BEGIN
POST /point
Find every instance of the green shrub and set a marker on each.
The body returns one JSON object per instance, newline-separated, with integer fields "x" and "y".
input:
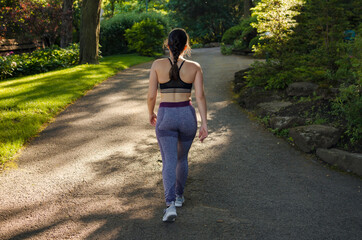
{"x": 146, "y": 37}
{"x": 232, "y": 34}
{"x": 38, "y": 61}
{"x": 254, "y": 42}
{"x": 197, "y": 45}
{"x": 112, "y": 32}
{"x": 349, "y": 104}
{"x": 226, "y": 49}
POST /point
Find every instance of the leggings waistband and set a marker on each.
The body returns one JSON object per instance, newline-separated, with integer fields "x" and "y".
{"x": 175, "y": 104}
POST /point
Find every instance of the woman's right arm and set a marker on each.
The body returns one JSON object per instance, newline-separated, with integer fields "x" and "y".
{"x": 152, "y": 94}
{"x": 201, "y": 103}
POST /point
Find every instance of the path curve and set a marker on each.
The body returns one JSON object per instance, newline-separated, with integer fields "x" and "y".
{"x": 95, "y": 173}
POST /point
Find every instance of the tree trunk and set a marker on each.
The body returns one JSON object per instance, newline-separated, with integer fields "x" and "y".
{"x": 89, "y": 31}
{"x": 247, "y": 5}
{"x": 67, "y": 24}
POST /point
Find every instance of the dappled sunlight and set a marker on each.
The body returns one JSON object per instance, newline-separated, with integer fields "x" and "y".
{"x": 95, "y": 173}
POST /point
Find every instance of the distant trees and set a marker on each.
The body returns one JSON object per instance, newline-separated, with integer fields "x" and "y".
{"x": 67, "y": 23}
{"x": 206, "y": 21}
{"x": 275, "y": 21}
{"x": 30, "y": 20}
{"x": 247, "y": 6}
{"x": 89, "y": 31}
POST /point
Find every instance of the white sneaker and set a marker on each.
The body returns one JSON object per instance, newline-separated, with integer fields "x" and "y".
{"x": 179, "y": 201}
{"x": 170, "y": 213}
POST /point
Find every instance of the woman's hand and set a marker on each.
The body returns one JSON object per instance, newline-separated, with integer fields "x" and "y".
{"x": 153, "y": 119}
{"x": 203, "y": 132}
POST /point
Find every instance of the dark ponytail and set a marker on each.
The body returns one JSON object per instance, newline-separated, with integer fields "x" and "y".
{"x": 177, "y": 40}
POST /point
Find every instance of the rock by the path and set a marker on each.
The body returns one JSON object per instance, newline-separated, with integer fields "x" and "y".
{"x": 280, "y": 123}
{"x": 343, "y": 159}
{"x": 327, "y": 93}
{"x": 239, "y": 80}
{"x": 253, "y": 96}
{"x": 309, "y": 138}
{"x": 269, "y": 108}
{"x": 300, "y": 89}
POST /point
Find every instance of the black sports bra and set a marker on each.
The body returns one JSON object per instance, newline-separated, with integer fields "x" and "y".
{"x": 176, "y": 86}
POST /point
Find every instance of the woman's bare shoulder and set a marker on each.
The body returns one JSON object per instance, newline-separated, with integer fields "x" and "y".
{"x": 160, "y": 62}
{"x": 193, "y": 64}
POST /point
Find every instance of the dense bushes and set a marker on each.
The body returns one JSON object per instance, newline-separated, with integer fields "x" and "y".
{"x": 42, "y": 60}
{"x": 313, "y": 47}
{"x": 112, "y": 35}
{"x": 241, "y": 37}
{"x": 146, "y": 37}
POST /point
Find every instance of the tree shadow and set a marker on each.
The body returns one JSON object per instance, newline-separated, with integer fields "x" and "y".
{"x": 244, "y": 183}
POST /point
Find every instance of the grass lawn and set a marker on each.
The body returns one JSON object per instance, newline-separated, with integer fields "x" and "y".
{"x": 26, "y": 103}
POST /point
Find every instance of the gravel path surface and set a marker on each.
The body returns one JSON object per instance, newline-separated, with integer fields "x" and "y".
{"x": 95, "y": 173}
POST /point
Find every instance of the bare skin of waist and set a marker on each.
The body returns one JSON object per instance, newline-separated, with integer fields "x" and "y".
{"x": 175, "y": 97}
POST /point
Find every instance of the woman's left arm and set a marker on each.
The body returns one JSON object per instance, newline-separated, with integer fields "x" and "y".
{"x": 152, "y": 95}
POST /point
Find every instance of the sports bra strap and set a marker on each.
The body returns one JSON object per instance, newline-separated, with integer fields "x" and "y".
{"x": 180, "y": 65}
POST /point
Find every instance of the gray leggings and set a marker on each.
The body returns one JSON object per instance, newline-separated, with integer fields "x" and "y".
{"x": 175, "y": 130}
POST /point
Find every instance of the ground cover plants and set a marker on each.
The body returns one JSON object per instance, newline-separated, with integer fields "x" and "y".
{"x": 26, "y": 103}
{"x": 38, "y": 61}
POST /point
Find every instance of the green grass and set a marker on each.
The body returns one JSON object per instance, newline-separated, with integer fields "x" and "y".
{"x": 26, "y": 103}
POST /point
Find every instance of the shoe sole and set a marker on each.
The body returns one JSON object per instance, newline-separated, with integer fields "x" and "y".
{"x": 170, "y": 218}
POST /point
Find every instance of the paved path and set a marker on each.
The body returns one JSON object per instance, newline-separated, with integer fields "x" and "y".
{"x": 95, "y": 173}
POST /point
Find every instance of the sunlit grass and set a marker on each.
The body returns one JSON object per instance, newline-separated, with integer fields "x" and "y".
{"x": 26, "y": 103}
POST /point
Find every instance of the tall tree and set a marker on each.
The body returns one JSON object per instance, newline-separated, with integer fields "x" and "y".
{"x": 89, "y": 31}
{"x": 206, "y": 21}
{"x": 247, "y": 5}
{"x": 67, "y": 23}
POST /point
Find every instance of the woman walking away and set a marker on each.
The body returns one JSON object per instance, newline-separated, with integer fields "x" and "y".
{"x": 175, "y": 122}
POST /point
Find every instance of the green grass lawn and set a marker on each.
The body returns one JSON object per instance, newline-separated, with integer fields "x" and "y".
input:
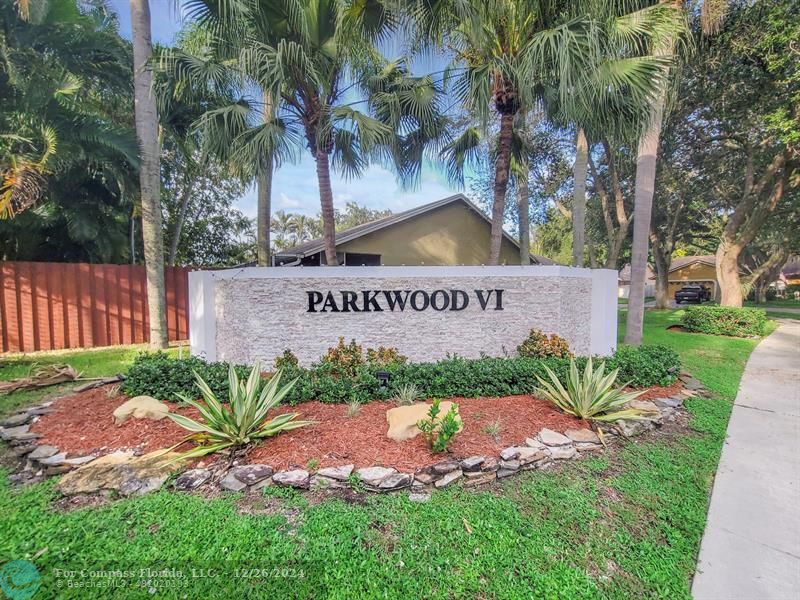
{"x": 776, "y": 303}
{"x": 97, "y": 362}
{"x": 626, "y": 525}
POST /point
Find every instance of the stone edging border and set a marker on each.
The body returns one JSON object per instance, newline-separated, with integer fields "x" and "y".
{"x": 541, "y": 451}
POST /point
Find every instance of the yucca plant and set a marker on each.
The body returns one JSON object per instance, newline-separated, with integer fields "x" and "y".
{"x": 590, "y": 395}
{"x": 243, "y": 421}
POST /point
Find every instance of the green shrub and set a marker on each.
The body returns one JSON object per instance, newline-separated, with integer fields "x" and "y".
{"x": 161, "y": 377}
{"x": 156, "y": 374}
{"x": 539, "y": 345}
{"x": 725, "y": 320}
{"x": 287, "y": 360}
{"x": 590, "y": 394}
{"x": 439, "y": 432}
{"x": 242, "y": 421}
{"x": 645, "y": 366}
END
▶ _PROBLEM DETAILS_:
Replicate the material above verbatim; images stay out of the copy.

▶ _RESPONSE TO THE TASK_:
POST /point
Find every instance of the green shrub and set a marker on each.
The body returns one JSON object per instance, newline-separated, with integer fields "x" and "y".
input:
{"x": 146, "y": 37}
{"x": 232, "y": 34}
{"x": 38, "y": 61}
{"x": 254, "y": 42}
{"x": 197, "y": 45}
{"x": 112, "y": 32}
{"x": 349, "y": 104}
{"x": 226, "y": 49}
POST /point
Find every instance of the leggings waistband and set a marker on each.
The body returns one JSON object per instance, newline-separated, with integer fields "x" and "y".
{"x": 175, "y": 104}
POST /point
Find every instance of the woman's right arm and set a marker on each.
The body returns one JSON object per instance, newline-separated, with integer fields "x" and "y".
{"x": 152, "y": 94}
{"x": 201, "y": 103}
POST /point
Find every instance of the path curve and set a marker on each.
The body returns one JSON object per instance, newline-separated, with integer fields "x" and "y".
{"x": 95, "y": 173}
POST /point
Find every instance of the tree trunk and set a marker on each.
The body returns one JSON object per instance, newline-separated, with integer fields "x" and "y".
{"x": 89, "y": 31}
{"x": 247, "y": 5}
{"x": 67, "y": 24}
POST /point
Find every instance of the dappled sunlight and set a marker on each.
The body returns one JSON object per instance, newline-separated, with integer fields "x" and "y".
{"x": 95, "y": 173}
POST /point
Find every instance of the distant trees and set a marker on each.
The body returns one JSON object per instance, newline-separated, with integer fields "x" and "y".
{"x": 67, "y": 23}
{"x": 206, "y": 21}
{"x": 275, "y": 21}
{"x": 30, "y": 20}
{"x": 247, "y": 6}
{"x": 89, "y": 31}
POST /point
Find every instance of the white sneaker and set a marker on each.
The body returns one JSON object per instance, newline-separated, with integer fields "x" and "y".
{"x": 179, "y": 201}
{"x": 170, "y": 213}
POST /point
Find every instance of the woman's hand and set a marker on each.
The body returns one JSON object per instance, newline-separated, with integer fields "x" and "y".
{"x": 153, "y": 119}
{"x": 203, "y": 132}
POST /point
Find every instance of the dark ponytail and set a marker on each.
The body returns one JSON object per instance, newline-separated, with integer fields "x" and "y".
{"x": 177, "y": 40}
POST /point
Find every instance of the rock by the path and set a marker on each.
The body returns one JSON object per instance, newline-separated, with integer fields "x" and "y".
{"x": 280, "y": 123}
{"x": 343, "y": 159}
{"x": 327, "y": 93}
{"x": 239, "y": 80}
{"x": 253, "y": 96}
{"x": 309, "y": 138}
{"x": 269, "y": 108}
{"x": 300, "y": 89}
POST /point
Find every instance of the black sports bra and set a marker on each.
The body returns one JSON object per instance, newline-separated, with integer fields "x" and "y".
{"x": 176, "y": 86}
POST /point
Find every instance of the woman's bare shoulder and set a marker on each.
The body returns one JSON object per instance, newline-separated, with integer fields "x" and "y".
{"x": 160, "y": 62}
{"x": 193, "y": 64}
POST /point
Find every instance of the dense bushes and set a marker on each.
The body returns one JSON object per instance, newline-separated, with integer fields "x" and "y".
{"x": 42, "y": 60}
{"x": 313, "y": 47}
{"x": 112, "y": 35}
{"x": 241, "y": 37}
{"x": 146, "y": 37}
POST /point
Find every instance of the tree shadow and set a marker on each.
The body returns one JSON object per instance, newline-separated, with integer fields "x" and "y".
{"x": 244, "y": 183}
POST /point
Find every instance of the grass lawn and set a marker on each.
The body returns one JSON object per instance, newline-separated, with integer fields "x" and "y".
{"x": 26, "y": 103}
POST /point
Find every instance of the gravel path surface and set a marker on each.
The body returns one JSON object per instance, newline-separated, with integer fields "x" and "y".
{"x": 95, "y": 173}
POST /point
Find every instance of the bare skin of waist and set a marker on each.
The body returns one JSON object per instance, newline-separated, with integer fields "x" and "y".
{"x": 175, "y": 97}
POST /point
Find every instance of the woman's left arm and set a marker on each.
The body returns one JSON object per instance, newline-separated, with integer fields "x" and "y".
{"x": 152, "y": 95}
POST /point
Find every instance of the sports bra strap and set a marker on each.
The body returns one JSON object per instance, newline-separated, with integer fields "x" and "y".
{"x": 180, "y": 65}
POST /point
Find every instance of the gray leggings and set a marker on each.
The body returns one JSON object per instance, newline-separated, with integer fields "x" and "y".
{"x": 175, "y": 130}
POST /point
Find every instance of the ground cover plants and set a marker on each.
The body returns one JSON object per instance, newline-separated, with integer fields "x" and "y".
{"x": 26, "y": 103}
{"x": 38, "y": 61}
POST /point
Find every instance of the green grass and set a marker on each.
The body returns one JSON object per instance, newline-separated, with integer fields "x" and "y".
{"x": 26, "y": 103}
POST /point
Find every instance of the shoe sole and set a marker on each.
The body returns one JSON object per instance, newline-separated, with integer fields "x" and "y".
{"x": 170, "y": 218}
POST /point
Find every instance of the paved path and set a marker on each.
The body returns one JSON object per instance, newline-separated, with integer fields "x" and "y".
{"x": 95, "y": 173}
POST /point
Find every instance of the sunlit grass and set a marker on each.
The body returns one JSON object per instance, newline-separated, with integer fields "x" and "y".
{"x": 26, "y": 103}
POST /point
Find every instance of the tall tree and set a marker on each.
The body returns one JSON object per instance, newline-separated, with integer fields "x" and "y".
{"x": 89, "y": 31}
{"x": 206, "y": 21}
{"x": 247, "y": 5}
{"x": 67, "y": 23}
POST /point
Find every instance of the woman walking away and set a marker on each.
The body returns one JSON object per instance, newline-separated, with integer fields "x" and "y".
{"x": 175, "y": 122}
POST /point
Find every instance of the green grass lawn and set a marker on each.
The body returns one JSON object per instance, newline-separated, with integer fields "x" and "y".
input:
{"x": 776, "y": 303}
{"x": 97, "y": 362}
{"x": 626, "y": 525}
POST /point
Find every instance of the stone edging border and set a marker on each.
The body returns one JSON object per instance, newline-separated, with integer fields "x" and "y".
{"x": 541, "y": 451}
POST /point
Find every instance of the yucca plant and set a marker on each.
The body returns one JSON object per instance, newline-separated, with integer fields "x" and "y".
{"x": 590, "y": 395}
{"x": 243, "y": 421}
POST /point
Find every instance of the green shrub and set a marker on each.
The body returns one JSON object per instance, newline-separated, with integer fields "x" and "y".
{"x": 161, "y": 377}
{"x": 156, "y": 374}
{"x": 539, "y": 345}
{"x": 725, "y": 320}
{"x": 287, "y": 360}
{"x": 590, "y": 394}
{"x": 439, "y": 432}
{"x": 242, "y": 421}
{"x": 645, "y": 366}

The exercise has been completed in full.